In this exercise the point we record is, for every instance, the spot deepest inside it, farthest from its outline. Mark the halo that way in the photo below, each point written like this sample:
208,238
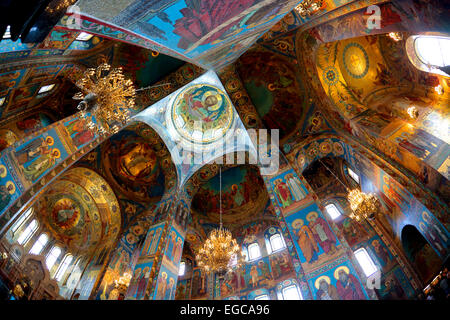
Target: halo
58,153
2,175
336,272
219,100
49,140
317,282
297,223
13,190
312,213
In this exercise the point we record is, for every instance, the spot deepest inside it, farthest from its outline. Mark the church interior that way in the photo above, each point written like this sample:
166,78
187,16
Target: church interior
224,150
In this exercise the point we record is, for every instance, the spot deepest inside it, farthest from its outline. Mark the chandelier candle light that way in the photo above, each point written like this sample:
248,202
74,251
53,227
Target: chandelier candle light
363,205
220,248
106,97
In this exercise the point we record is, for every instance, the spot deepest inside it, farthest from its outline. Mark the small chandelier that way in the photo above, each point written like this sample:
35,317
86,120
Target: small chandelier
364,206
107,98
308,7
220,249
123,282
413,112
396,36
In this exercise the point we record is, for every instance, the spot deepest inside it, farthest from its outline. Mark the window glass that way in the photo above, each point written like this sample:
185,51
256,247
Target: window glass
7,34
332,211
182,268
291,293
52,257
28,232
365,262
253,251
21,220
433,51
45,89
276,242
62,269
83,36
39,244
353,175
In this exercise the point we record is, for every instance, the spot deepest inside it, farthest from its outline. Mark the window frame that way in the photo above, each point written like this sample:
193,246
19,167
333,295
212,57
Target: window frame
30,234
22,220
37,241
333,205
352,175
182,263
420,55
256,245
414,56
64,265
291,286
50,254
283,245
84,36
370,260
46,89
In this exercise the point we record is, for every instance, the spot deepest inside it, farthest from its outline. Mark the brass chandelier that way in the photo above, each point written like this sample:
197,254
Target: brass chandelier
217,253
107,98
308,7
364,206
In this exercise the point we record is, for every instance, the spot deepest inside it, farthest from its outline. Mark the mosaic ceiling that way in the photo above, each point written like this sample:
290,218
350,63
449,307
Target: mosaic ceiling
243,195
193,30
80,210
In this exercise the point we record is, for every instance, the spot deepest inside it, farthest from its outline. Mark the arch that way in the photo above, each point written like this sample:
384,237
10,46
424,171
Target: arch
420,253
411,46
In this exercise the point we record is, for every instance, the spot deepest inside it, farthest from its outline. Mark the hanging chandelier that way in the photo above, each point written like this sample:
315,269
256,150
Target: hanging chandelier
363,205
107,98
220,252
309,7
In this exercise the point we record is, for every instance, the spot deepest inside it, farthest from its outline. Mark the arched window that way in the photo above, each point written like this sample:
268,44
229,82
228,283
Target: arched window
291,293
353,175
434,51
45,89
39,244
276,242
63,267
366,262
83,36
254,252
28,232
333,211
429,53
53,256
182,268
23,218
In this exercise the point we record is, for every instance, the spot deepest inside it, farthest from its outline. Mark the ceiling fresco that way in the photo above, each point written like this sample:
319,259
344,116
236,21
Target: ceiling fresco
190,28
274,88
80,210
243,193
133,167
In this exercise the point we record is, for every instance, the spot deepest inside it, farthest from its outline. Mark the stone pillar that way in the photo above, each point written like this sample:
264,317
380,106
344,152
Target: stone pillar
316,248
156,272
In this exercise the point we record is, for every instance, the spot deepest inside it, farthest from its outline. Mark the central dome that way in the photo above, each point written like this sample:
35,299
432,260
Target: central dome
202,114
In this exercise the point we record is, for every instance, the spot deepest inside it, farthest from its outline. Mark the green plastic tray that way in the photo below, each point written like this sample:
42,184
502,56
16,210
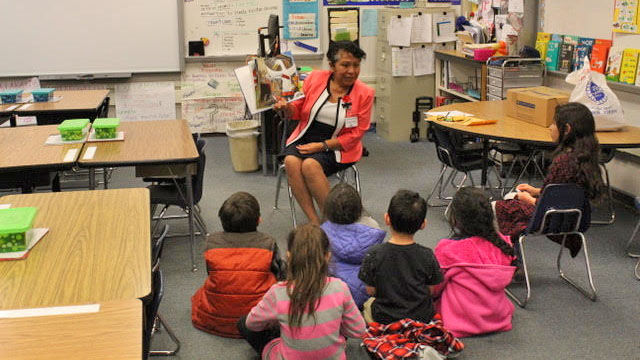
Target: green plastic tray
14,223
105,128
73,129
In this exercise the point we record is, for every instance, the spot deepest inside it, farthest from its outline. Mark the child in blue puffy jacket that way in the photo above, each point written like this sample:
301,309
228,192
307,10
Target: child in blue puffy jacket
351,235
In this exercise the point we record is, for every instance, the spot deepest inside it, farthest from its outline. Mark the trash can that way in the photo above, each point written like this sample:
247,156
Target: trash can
----------
**Given exercise**.
Copy the entries above faithfully and omit every image.

**Solved exercise**.
In this exercise the point we record is, for every instance, the spot deepest inside it, farthest from its outline. Mark the halo that way in the photo below, each point written like this sample:
208,238
Target: halo
58,153
2,175
336,272
219,100
49,140
317,282
297,223
13,190
312,213
In this exercise the point we record is, for every instance, the spot deepest inside it, farthest from its outline. Mark the church interior that way in the photo above, each point written like this sample:
166,78
187,16
Target: church interior
224,150
In this exercise the point we record is, for every instance, the spot deepest inside it, farthest from its outline. Mark the chandelier candle light that way in the photo above, each point written like this sample:
248,202
74,251
53,227
Target: chandelier candle light
363,205
220,248
106,97
In this exercise the point we record is, for every instance, the spot deepest inside it, farthest from its outline. Mark the small chandelier that way in the photo above, each point written like this sample:
35,317
86,120
Target: small chandelier
364,206
107,98
308,7
220,249
123,282
413,112
396,36
In this exercise the point we record is, for every instance, the spot deepest inside it, farthest from its outline. Mark the window glass that way in the photo above, each point written like this sample:
185,51
256,247
Target: window glass
7,34
332,211
182,268
291,293
52,257
28,232
365,262
253,251
21,220
433,51
45,89
276,242
62,269
83,36
39,244
353,175
In this exercise the point we record is, for every instance, the spot deepest inside it, farthest from its outline. Mark the window frame that way in the photo above, each point written like this sample:
193,246
19,167
333,295
212,57
Target: window frame
30,234
22,220
37,241
333,205
352,175
182,263
420,55
256,245
414,56
64,265
291,286
50,254
283,245
84,36
370,260
46,89
In this exercise the point we record is, for every instance, the spot deepest inside it, farthest from its outline. Mark the brass chandelier that way in the photo above, each point written like this sample:
197,254
Target: brass chandelier
217,253
107,98
308,7
364,206
In this exercise the point we record is, for every instance, the spot deepest inside it, farthest from its outline. Mark the mosaic ceiling that way in the photo above, each point written like this sample:
290,218
350,63
449,307
Target: mosaic ceiling
243,195
193,30
80,210
In this exercise the point we record is, for every instance, the spot deepest inside it, farthest from its outline. Mark the arch that way in the photo above, each point written like this sample:
384,237
10,46
424,171
Target: arch
420,253
411,46
In this exercise the point we record is, for every instance, the spot deepest inside it, farthest from its outline. Mark the hanging chandelier that way in the photo above, each point written like this sample:
315,269
256,150
Target: hanging chandelier
363,205
107,98
220,252
309,7
In this exercise the point we record is, for every instance, the spot deepest inside it, farthest from its outline. Mark the arched window that way in the photo above, each point written like this sample:
268,44
229,82
228,283
Target: arched window
291,293
353,175
434,51
45,89
39,244
276,242
63,267
366,262
83,36
254,252
28,232
333,211
429,53
53,256
182,268
23,218
In this exercise the point we record is, for every instance, the spot deepest inside it, farthest from its outline. Mark the ceiling fresco that way in the photo above, each point written like this sample:
319,259
344,116
236,21
Target: ceiling fresco
190,28
274,88
80,210
243,193
133,167
In this exercise the point we record is, for every instance, the spot deepest inside it, farthest from its outline. Mark the stone pillar that way in the photo above, each point written like this sample:
264,317
380,106
344,152
Target: stone pillar
316,248
156,272
In this exercise the point we record is, for every instance, the spot deepest inside it, farthest from its outline. Mark the central dome that way in the photo above, each point written like this sample:
35,299
432,260
Target: central dome
202,114
In this exercise the point we record is, for every instance, the spot deepest inside it, farthest from its outline. Mark the green plastic tray that way in the photo below, each point written like this sample:
42,184
502,56
16,210
Target: green plastic tray
14,223
105,128
73,129
In this exercise the point we record is, for every instance, the spot deepest inside it, farthest from its outline. Mark the child in blue puffy jacket that way in the photo above, each point written like this sample:
301,309
228,192
307,10
Target: child in blue puffy jacket
351,235
In this exercise the point we record is, for every instance, the spot deepest inside it, farthest from its outline. Mark the trash can that way in the photo above, each point written like this sample:
247,156
Target: trash can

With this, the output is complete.